Goal of the exercise
Only text is carried over. Reproduce the entries below exactly.

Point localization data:

-- Opening Marker --

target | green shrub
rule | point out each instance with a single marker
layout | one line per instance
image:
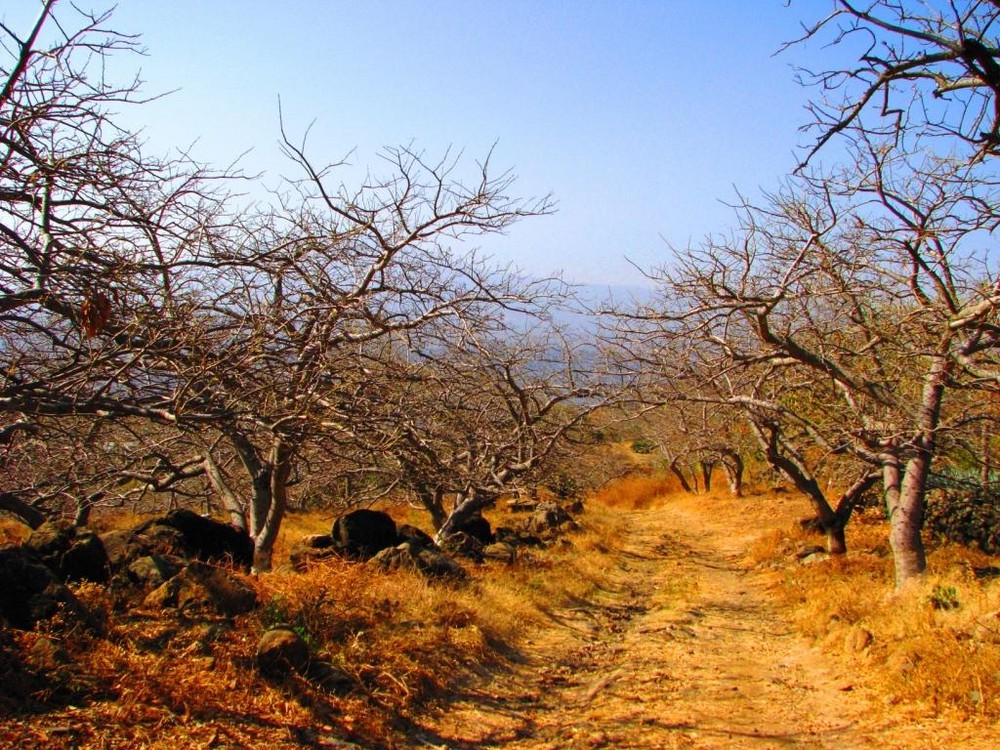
(644, 445)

-- Closing Marker --

Solution
target | green shrub
rule | point out each instance with a single marker
layout | one line per instance
image:
(644, 445)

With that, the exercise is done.